What this task involves - Return exactly the lines of the entries that start at the line containing "Put a point on the bird beak, one" and continue to the last line. Omit the pictures.

Recorded data -

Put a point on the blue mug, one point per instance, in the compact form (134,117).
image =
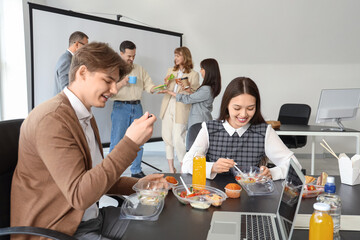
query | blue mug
(132,79)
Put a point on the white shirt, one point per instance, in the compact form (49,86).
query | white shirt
(180,74)
(275,150)
(84,117)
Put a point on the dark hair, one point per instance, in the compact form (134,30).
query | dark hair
(97,56)
(236,87)
(212,76)
(188,64)
(76,37)
(127,45)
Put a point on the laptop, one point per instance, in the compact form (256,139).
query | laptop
(254,225)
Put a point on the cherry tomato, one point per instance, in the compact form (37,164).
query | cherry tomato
(311,188)
(183,194)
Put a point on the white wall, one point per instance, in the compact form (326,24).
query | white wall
(13,88)
(292,49)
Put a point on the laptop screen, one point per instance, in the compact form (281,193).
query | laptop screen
(290,199)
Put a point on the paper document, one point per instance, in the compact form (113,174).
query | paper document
(347,222)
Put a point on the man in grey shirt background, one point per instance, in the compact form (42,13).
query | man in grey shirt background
(76,41)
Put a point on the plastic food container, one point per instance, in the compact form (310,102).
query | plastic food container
(291,193)
(254,184)
(134,209)
(233,193)
(200,199)
(171,180)
(150,191)
(318,189)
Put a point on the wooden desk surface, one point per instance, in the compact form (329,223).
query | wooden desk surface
(178,221)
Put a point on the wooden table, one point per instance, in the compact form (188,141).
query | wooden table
(178,221)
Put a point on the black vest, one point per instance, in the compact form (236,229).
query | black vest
(247,150)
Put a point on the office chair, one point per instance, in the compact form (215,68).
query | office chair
(9,143)
(192,134)
(295,114)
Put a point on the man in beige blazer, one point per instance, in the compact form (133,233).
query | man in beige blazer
(61,173)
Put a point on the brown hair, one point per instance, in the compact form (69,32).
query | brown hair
(77,37)
(212,76)
(188,64)
(98,56)
(236,87)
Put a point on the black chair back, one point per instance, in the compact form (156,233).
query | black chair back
(295,114)
(9,143)
(9,146)
(192,134)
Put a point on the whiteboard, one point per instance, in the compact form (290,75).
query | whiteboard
(50,29)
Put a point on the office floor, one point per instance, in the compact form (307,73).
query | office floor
(154,154)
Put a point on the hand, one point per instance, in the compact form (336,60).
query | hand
(222,165)
(264,171)
(166,80)
(122,82)
(141,129)
(169,92)
(158,181)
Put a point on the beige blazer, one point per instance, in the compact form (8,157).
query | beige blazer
(181,110)
(54,181)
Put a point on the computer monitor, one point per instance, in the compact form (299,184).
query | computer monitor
(336,105)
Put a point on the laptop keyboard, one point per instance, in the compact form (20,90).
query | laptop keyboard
(255,227)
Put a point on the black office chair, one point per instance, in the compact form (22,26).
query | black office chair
(192,134)
(9,143)
(295,114)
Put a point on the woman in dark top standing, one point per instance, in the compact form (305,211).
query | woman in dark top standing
(202,99)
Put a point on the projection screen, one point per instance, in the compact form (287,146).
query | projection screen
(50,29)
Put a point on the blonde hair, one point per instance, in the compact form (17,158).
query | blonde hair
(188,64)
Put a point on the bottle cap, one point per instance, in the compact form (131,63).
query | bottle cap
(330,185)
(321,206)
(330,179)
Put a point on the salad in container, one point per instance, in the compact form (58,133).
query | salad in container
(200,197)
(252,182)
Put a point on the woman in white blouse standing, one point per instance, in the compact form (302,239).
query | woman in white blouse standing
(202,99)
(240,136)
(174,114)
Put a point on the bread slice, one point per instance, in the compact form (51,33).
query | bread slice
(322,179)
(309,179)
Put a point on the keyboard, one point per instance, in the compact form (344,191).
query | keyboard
(254,227)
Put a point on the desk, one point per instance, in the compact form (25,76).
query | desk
(178,221)
(313,131)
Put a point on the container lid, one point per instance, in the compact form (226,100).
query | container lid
(321,206)
(207,195)
(253,183)
(137,207)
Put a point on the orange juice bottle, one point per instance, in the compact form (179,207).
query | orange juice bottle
(321,223)
(199,170)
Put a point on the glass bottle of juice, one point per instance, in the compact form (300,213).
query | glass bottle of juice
(334,201)
(199,170)
(321,223)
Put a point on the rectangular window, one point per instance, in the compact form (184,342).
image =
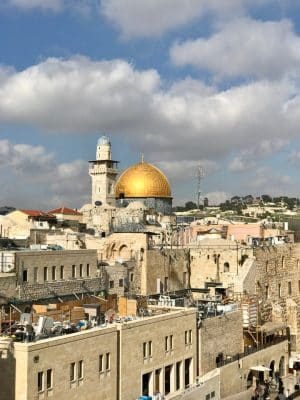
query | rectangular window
(107,364)
(53,275)
(40,381)
(35,274)
(178,378)
(166,284)
(171,342)
(101,366)
(166,343)
(25,275)
(49,378)
(80,369)
(188,337)
(45,273)
(267,292)
(62,272)
(72,372)
(150,348)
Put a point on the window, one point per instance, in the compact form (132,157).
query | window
(80,369)
(72,372)
(101,366)
(25,275)
(40,381)
(226,266)
(49,379)
(150,348)
(267,292)
(53,275)
(171,342)
(188,337)
(107,364)
(168,343)
(147,349)
(166,284)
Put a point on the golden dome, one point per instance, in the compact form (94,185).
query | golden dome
(142,180)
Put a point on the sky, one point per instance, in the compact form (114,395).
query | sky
(186,82)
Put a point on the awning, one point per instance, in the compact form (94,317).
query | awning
(260,368)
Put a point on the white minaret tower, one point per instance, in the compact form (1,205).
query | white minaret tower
(103,172)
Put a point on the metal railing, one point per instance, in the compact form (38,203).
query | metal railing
(250,350)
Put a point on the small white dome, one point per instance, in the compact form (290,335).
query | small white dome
(103,140)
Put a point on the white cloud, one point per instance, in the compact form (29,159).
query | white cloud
(54,5)
(39,180)
(187,122)
(269,180)
(247,159)
(151,18)
(243,47)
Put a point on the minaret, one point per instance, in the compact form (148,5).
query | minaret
(103,172)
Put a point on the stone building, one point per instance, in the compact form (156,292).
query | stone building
(51,274)
(278,287)
(118,362)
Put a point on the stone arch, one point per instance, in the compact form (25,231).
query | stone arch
(250,379)
(124,252)
(281,367)
(272,369)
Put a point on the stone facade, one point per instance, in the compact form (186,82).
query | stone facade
(49,274)
(236,376)
(119,361)
(218,260)
(227,332)
(278,287)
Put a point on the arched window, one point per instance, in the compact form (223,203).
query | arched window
(226,266)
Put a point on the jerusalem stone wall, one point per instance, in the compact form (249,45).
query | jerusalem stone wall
(234,376)
(46,290)
(227,332)
(8,285)
(278,286)
(219,260)
(166,264)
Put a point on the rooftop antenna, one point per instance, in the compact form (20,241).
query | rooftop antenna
(200,176)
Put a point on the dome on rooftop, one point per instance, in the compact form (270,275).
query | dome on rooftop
(103,140)
(143,180)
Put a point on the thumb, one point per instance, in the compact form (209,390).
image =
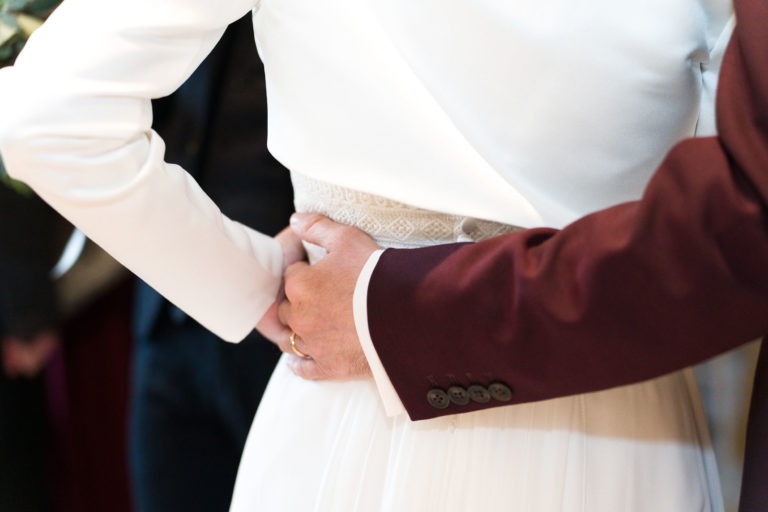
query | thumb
(315,228)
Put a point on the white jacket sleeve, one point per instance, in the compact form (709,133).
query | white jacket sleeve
(75,119)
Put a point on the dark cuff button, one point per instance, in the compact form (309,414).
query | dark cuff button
(500,392)
(458,395)
(438,398)
(479,394)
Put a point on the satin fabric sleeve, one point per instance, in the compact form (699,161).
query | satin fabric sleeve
(622,295)
(76,126)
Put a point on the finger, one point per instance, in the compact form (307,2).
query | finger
(284,313)
(293,250)
(316,229)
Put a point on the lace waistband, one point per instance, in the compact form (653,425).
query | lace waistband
(388,222)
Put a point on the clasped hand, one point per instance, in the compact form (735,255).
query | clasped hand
(316,304)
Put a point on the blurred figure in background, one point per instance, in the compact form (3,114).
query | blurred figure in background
(194,396)
(29,334)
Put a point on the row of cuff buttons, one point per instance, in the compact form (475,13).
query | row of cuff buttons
(440,399)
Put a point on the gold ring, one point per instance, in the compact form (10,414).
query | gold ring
(295,349)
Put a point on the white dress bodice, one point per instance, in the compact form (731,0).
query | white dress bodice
(530,113)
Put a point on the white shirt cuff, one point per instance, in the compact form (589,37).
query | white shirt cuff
(391,401)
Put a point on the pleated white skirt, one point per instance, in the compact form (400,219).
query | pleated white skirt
(327,446)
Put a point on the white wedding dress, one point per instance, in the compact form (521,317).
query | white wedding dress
(328,446)
(494,112)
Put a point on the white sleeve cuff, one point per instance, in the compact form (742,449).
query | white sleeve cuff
(391,401)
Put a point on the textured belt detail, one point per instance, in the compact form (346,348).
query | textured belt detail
(389,223)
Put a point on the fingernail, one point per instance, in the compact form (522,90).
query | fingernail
(298,221)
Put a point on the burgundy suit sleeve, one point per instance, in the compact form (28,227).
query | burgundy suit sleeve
(622,295)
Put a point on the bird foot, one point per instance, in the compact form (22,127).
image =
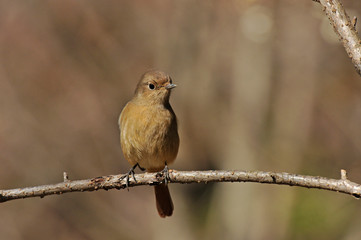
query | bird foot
(130,173)
(165,173)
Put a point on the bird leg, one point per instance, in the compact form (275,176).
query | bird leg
(165,172)
(131,172)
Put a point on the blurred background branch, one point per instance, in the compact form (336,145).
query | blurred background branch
(345,29)
(342,185)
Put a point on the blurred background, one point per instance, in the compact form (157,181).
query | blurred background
(262,85)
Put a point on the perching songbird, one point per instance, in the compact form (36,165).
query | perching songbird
(149,133)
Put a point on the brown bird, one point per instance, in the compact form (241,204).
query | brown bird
(149,133)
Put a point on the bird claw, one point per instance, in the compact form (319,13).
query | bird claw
(165,173)
(131,172)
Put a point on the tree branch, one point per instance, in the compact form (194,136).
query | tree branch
(342,185)
(345,29)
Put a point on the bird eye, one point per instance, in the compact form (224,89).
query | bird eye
(151,86)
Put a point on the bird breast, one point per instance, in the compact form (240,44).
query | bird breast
(149,135)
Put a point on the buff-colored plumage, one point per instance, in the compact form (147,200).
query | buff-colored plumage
(148,131)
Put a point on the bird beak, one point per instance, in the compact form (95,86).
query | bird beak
(170,86)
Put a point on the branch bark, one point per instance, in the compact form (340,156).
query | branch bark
(342,185)
(345,29)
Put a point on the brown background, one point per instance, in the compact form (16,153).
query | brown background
(262,85)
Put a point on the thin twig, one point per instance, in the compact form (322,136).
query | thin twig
(342,185)
(345,29)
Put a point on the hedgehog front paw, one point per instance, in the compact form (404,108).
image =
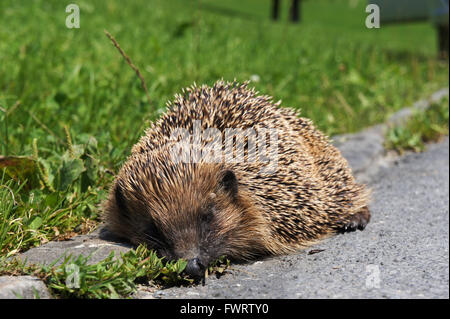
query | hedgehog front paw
(356,221)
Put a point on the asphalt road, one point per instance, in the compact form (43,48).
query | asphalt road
(403,253)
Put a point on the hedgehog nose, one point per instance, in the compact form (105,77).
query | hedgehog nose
(195,269)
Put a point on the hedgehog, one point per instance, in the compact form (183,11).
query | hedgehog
(230,202)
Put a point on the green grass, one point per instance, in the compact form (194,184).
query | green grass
(423,127)
(71,108)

Expected output -
Put a point on the bird beak, one point per instance, in the compact form (95,86).
query | bird beak
(170,86)
Put a point on the branch bark, one point per instance, in the compact form (340,156).
query | branch bark
(342,185)
(345,29)
Put a point on the brown background, one point per instance, in the compact form (16,153).
query | brown background
(262,85)
Put a point on the thin twig, one point per instance, in the compact form (322,136).
query | thin twig
(342,185)
(345,29)
Put a point on the hedgehog front paw, one point per instance, in the compact form (404,108).
image =
query | hedgehog front paw
(356,221)
Put a point on the asphalt road, one point per instance, in the compact form (43,48).
query | asphalt road
(403,253)
Put a point on the hedgehog nose, one point per instance, in the compact form (105,77).
query | hedgehog nose
(195,269)
Put a point on the hedgehog, one point per instance, in the compact form (183,11).
query | hedgehog
(230,202)
Put a point on the green grass, one point per instance, in the compact form (194,184).
query | green grass
(423,127)
(71,108)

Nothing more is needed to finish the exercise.